## [DATA TO PROCESS]
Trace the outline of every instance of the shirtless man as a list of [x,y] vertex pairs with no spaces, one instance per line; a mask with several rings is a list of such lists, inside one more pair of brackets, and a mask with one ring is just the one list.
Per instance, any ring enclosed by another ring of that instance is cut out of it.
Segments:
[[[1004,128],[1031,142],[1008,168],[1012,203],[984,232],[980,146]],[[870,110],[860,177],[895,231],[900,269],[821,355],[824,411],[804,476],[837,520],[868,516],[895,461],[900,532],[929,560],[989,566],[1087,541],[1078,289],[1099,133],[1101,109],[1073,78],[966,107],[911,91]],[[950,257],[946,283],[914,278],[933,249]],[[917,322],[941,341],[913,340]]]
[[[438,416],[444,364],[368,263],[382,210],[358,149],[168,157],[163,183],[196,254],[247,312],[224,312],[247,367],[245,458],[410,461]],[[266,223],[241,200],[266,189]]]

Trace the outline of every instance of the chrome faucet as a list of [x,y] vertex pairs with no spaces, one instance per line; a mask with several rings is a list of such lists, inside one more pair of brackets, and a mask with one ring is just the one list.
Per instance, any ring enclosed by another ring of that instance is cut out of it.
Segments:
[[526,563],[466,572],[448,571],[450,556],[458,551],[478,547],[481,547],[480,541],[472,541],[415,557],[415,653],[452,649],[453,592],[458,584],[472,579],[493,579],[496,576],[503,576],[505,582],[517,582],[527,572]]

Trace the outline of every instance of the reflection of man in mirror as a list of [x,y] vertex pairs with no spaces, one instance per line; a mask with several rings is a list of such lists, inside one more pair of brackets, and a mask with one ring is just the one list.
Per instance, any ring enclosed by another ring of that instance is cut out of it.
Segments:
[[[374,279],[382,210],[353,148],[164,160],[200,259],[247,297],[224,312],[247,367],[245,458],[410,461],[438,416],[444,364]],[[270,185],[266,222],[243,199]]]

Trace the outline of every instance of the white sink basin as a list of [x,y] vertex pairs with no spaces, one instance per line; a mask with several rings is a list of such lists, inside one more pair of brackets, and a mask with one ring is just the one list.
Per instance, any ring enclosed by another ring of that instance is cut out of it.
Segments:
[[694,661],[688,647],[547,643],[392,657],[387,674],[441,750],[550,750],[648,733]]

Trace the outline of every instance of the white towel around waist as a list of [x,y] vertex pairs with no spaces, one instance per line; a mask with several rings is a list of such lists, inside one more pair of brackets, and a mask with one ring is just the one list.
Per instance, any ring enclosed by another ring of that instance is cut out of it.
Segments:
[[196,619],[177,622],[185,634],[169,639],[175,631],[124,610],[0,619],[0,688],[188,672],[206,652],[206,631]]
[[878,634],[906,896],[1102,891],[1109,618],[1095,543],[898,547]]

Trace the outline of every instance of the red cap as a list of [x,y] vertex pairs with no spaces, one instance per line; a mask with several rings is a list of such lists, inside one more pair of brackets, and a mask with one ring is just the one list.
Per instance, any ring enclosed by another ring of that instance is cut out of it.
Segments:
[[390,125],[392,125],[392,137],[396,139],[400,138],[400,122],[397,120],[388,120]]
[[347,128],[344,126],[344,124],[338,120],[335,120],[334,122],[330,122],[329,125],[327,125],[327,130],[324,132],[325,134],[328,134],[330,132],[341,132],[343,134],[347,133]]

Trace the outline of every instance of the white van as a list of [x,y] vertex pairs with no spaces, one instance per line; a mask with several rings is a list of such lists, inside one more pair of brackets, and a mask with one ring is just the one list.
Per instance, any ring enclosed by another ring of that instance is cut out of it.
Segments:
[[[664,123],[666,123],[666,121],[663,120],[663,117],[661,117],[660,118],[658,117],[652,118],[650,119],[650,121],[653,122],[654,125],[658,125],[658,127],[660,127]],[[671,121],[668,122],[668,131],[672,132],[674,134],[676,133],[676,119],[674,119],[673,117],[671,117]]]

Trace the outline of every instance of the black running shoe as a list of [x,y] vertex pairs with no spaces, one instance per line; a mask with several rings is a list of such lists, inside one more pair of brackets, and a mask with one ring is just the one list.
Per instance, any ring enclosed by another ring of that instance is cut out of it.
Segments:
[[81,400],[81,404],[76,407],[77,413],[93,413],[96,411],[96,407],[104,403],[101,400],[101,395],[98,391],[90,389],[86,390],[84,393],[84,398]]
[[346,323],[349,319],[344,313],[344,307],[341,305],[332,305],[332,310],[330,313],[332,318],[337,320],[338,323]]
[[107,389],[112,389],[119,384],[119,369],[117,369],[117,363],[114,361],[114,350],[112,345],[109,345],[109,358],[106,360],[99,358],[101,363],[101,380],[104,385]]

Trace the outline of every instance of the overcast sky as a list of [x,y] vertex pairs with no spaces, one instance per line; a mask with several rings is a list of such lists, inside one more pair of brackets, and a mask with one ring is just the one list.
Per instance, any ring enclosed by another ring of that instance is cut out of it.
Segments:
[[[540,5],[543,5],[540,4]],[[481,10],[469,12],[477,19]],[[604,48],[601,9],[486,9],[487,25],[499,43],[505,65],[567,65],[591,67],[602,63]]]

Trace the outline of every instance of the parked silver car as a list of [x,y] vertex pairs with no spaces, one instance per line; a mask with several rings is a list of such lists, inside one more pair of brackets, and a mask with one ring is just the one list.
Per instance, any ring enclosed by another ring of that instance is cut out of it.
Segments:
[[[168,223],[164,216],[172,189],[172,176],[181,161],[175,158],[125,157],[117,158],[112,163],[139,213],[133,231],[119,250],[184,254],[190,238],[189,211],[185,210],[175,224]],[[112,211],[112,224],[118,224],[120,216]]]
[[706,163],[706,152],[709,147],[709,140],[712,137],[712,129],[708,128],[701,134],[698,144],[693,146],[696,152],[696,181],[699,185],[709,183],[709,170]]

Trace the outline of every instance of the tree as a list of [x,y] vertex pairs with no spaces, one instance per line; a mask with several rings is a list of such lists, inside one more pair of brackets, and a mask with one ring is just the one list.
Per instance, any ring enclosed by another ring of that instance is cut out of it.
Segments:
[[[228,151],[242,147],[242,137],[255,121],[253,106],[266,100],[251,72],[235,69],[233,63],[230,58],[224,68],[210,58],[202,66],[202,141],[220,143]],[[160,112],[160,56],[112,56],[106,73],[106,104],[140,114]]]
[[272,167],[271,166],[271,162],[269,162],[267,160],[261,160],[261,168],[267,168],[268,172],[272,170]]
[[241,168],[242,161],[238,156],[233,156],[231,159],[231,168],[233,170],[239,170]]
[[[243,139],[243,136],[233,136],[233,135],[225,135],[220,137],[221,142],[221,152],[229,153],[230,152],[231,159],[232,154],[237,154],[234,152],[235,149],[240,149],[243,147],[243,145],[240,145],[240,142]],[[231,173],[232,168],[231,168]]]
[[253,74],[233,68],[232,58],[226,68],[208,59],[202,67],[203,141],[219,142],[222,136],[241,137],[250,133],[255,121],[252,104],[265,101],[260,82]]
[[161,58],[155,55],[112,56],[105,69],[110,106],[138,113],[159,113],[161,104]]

## [EXERCISE]
Reproduce every one of the records above word for word, keeping each line and its line breaks unchanged.

## [COMPLETE OUTPUT]
Trace the outline of every instance of the shirtless man as a list of [x,y] vertex pairs with no spaces, one instance per line; a mask with several rings is a list of such lists, inside one more pair of brackets, and a mask with one ring is just the one list.
Per instance, any ring enclosed by another ring of that instance is cut out of it.
Segments:
[[[1004,128],[1031,142],[1008,168],[1012,203],[984,232],[980,146]],[[870,110],[860,177],[895,231],[900,269],[821,355],[824,411],[804,476],[837,520],[868,516],[895,461],[900,532],[929,560],[989,566],[1087,541],[1078,289],[1099,133],[1101,109],[1073,78],[966,107],[911,91]],[[950,257],[946,283],[914,278],[933,249]],[[917,322],[941,341],[913,340]]]
[[[438,416],[444,364],[368,263],[382,210],[358,149],[168,157],[163,183],[196,254],[247,312],[224,312],[247,367],[245,458],[410,461]],[[266,223],[241,200],[266,189]]]

Trace the outline of every instance of the chrome faucet as a list of [x,y] vertex pairs with no spaces, one instance per line; a mask with several rings is a list of such lists, inside one more pair of brackets, and a mask with one ring is just the one list.
Per instance, any ring enclosed by another ring of that instance is cut out of it.
Segments:
[[526,563],[466,572],[448,571],[450,556],[458,551],[478,547],[481,547],[480,541],[472,541],[415,557],[415,653],[452,649],[453,592],[458,584],[472,579],[493,579],[496,576],[503,576],[505,582],[517,582],[527,572]]

Trace the outline of every instance of the reflection of man in mirror as a list of [x,y] vertex pairs with no spaces, one instance per line; a mask with several rings is a list of such lists, inside one more pair of brackets, and a mask with one ring is just the one list.
Per instance, any ring enclosed by another ring of that instance is cut out of it.
Segments:
[[[374,279],[382,210],[353,148],[164,160],[200,259],[247,297],[224,312],[247,367],[245,458],[410,461],[438,416],[444,364]],[[270,185],[266,222],[243,199]]]

Trace the outline of every instance of the white sink basin as a list of [x,y] vertex pairs with no spaces, one instance per line; a mask with several rings is a list of such lists, inside one more pair of brackets, and a mask with one ring is just the one list.
Per instance, any ring enclosed by another ring of that instance is cut out of it.
Segments:
[[694,661],[688,647],[547,643],[392,657],[387,674],[441,750],[550,750],[648,733]]

Trace the outline of every instance of the white towel around waist as a list of [x,y] vertex pairs with no spaces, one instance per line; a mask with several rings is a list of such lists, inside one more pair of brackets, and a mask with one ring is just the one list.
Per instance, any ring enclosed by another ring of that instance is cut out of it.
Segments:
[[196,619],[177,622],[185,634],[169,639],[175,631],[124,610],[0,619],[0,688],[188,672],[206,652],[206,631]]
[[878,634],[906,896],[1102,891],[1109,618],[1095,543],[898,547]]

Trace the outline of every instance of the red cap as a list of [x,y] vertex pairs with no spaces, one instance per line; a mask with several rings is a list of such lists, inside one more pair of brackets, and a mask with one ring is just the one list.
Per instance, any ring enclosed by another ring of that instance is cut out of it.
Segments:
[[390,125],[392,125],[392,137],[396,139],[400,138],[400,122],[397,120],[388,120]]
[[347,128],[344,126],[344,124],[338,120],[335,120],[334,122],[330,122],[329,125],[327,125],[327,130],[324,132],[325,134],[328,134],[330,132],[341,132],[343,134],[347,133]]

Trace the outline of every instance of the white van as a list of [x,y] vertex pairs with no spaces, one instance per line; a mask with several rings is a list of such lists, inside one more pair of brackets, and a mask with one ring is just the one list.
Per instance, any ring enclosed by another ring of that instance is cut out of it.
Segments:
[[[664,123],[666,123],[666,121],[663,120],[663,117],[661,117],[660,118],[658,117],[652,118],[650,119],[650,121],[653,122],[654,125],[658,125],[658,127],[660,127]],[[671,121],[668,122],[668,131],[672,132],[674,134],[676,133],[676,119],[674,119],[673,117],[671,117]]]

Trace the outline of every instance of the black running shoe as a list of [x,y] vertex pairs with no spaces, one instance per line; a mask with several rings is a list of such lists, inside one more pair of brackets, and a mask with one ring is just the one list.
Per instance, any ring enclosed by another ring of that instance is cut out of it.
Segments:
[[81,400],[81,404],[76,407],[77,413],[93,413],[96,411],[96,407],[104,403],[101,400],[101,395],[98,391],[90,389],[86,390],[84,393],[84,398]]
[[346,323],[349,319],[344,313],[344,307],[341,305],[332,305],[332,310],[330,313],[332,318],[337,320],[338,323]]
[[107,389],[112,389],[119,384],[119,369],[117,369],[117,363],[114,361],[114,350],[112,345],[109,345],[109,358],[106,360],[99,358],[101,363],[101,380],[104,385]]

Trace the outline of every instance of the overcast sky as a list of [x,y] vertex pairs with no spaces, one instance per line; a mask with several rings is a list of such lists, inside one more pair of brackets, and a mask with one ring is just the one list.
Per instance, any ring enclosed by another ring of that instance is cut out of it.
Segments:
[[[540,5],[543,5],[540,4]],[[481,10],[469,12],[477,19]],[[604,48],[601,9],[486,9],[487,25],[499,43],[505,65],[567,65],[591,67],[602,63]]]

Trace the outline of every instance of the parked silver car as a list of [x,y] vertex pairs with no spaces, one instance per line; a mask with several rings is a list of such lists, inside one more pair of brackets, and a mask with one ring is just the one list.
Per instance, any ring enclosed by another ring of that instance is cut out of it.
Segments:
[[[168,223],[164,216],[172,189],[172,176],[181,161],[175,158],[125,157],[117,158],[112,163],[139,213],[133,231],[119,250],[184,254],[190,238],[189,211],[185,210],[175,224]],[[112,211],[112,224],[118,224],[120,216]]]
[[706,163],[706,152],[709,147],[709,140],[712,137],[712,129],[708,128],[701,134],[698,144],[693,146],[696,152],[696,181],[699,185],[709,183],[709,170]]

Trace the outline of every instance of the tree as a list of [x,y] vertex pairs with no spaces, one instance per line; a mask with several rings is a list of such lists, inside one more pair of brackets, and a mask with one ring is just the one list.
Per instance, any ring enclosed by another ring of that instance is cut out of it.
Segments:
[[[228,151],[242,147],[242,137],[255,121],[253,106],[266,100],[251,72],[235,69],[233,63],[230,58],[224,68],[210,58],[202,66],[202,141],[220,143]],[[160,112],[160,56],[112,56],[106,73],[106,104],[140,114]]]
[[272,167],[271,166],[271,162],[269,162],[267,160],[261,160],[261,168],[267,168],[268,172],[272,170]]
[[241,168],[242,161],[238,156],[233,156],[231,159],[231,168],[233,170],[239,170]]
[[[243,139],[243,136],[233,136],[233,135],[225,135],[220,137],[221,142],[221,152],[229,153],[230,152],[231,159],[232,154],[237,154],[234,152],[235,149],[240,149],[243,147],[243,145],[240,145],[240,142]],[[231,173],[232,168],[231,168]]]
[[253,74],[233,68],[232,58],[226,68],[208,59],[202,67],[203,141],[219,142],[222,136],[241,137],[250,133],[255,121],[252,104],[265,101],[260,82]]
[[161,58],[155,55],[112,56],[105,69],[110,106],[138,113],[159,113],[161,104]]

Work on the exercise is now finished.